■ What the task asks
Return the records verbatim.

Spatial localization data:
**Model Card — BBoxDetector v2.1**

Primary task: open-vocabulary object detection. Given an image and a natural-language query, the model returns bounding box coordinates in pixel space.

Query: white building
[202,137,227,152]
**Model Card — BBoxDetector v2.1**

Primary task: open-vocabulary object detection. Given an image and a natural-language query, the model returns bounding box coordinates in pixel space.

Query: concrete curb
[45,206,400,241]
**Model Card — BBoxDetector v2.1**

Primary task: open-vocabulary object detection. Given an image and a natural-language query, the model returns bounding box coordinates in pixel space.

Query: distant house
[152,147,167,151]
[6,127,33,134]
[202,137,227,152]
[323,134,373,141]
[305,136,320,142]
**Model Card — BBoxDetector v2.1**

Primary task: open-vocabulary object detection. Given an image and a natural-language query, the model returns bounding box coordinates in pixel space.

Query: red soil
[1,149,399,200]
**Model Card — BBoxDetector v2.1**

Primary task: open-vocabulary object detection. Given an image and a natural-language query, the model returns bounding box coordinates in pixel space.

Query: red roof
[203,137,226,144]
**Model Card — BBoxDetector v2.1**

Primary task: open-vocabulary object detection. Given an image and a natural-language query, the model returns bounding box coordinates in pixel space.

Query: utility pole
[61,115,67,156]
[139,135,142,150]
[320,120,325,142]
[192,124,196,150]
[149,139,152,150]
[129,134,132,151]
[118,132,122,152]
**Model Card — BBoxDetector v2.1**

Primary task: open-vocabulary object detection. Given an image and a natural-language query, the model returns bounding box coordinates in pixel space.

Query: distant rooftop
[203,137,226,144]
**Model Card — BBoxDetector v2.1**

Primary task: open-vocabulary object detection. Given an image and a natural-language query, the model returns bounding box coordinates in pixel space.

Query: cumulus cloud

■ Answer to this task
**Model Card — BBoxDetector v2.1**

Primary task: open-vocabulary object detection. Given an image and a natural-language query, the model returns bounding box coordinates in pixel space.

Query: white building
[202,137,227,152]
**Model Card — BBoxDetector v2.1**

Primary task: open-vocabulary object detection. Given an image and a natural-language query, the model returns bounding box coordinates in pixel space.

Query: concrete curb
[45,206,400,241]
**Model Card — BBoxDetector v2.1**

Primary task: open-vocabulary object detection. Given an image and a natural-language query, the model returns bounding box coordinates in pixel space.

Query: distant house
[152,147,167,151]
[6,127,33,134]
[202,137,227,152]
[323,134,373,141]
[305,136,320,142]
**Model Card — BBoxDetector v2.1**

Primary task: open-vocabulary object detection. Given an image and a natural-language query, the model returns bounding box coordinates in pixel space.

Query: red soil
[1,149,399,200]
**Model Card — BBoxDetector v2.1**

Primary task: open-vocabulary object detection. Given an image and a natural-language query, the model returns bounding box coordinates in pixel space.

Query: red roof
[203,137,226,144]
**Model Card — BBoxDetector v2.1**

Primary task: open-vocabulary object detection. Given an image and a natural-language query, the model returns bounding box coordinates in pixel space.

Query: utility pole
[61,115,67,156]
[139,135,142,150]
[320,120,325,142]
[192,124,196,150]
[149,139,152,150]
[129,134,132,151]
[118,132,122,152]
**Model Card — BBoxDetector v2.1**

Primary task: open-vocabulary object detection. Given an image and a natural-language query, the model returns bounding box coordinates in pixel space.

Query: distant rooftop
[203,137,226,144]
**Model Card — BBoxDetector v2.1**

Primary task: open-vocabulary object detection. Given an image and a natural-language query, the model returns bounding box coordinates in pixel space.

Query: cumulus cloud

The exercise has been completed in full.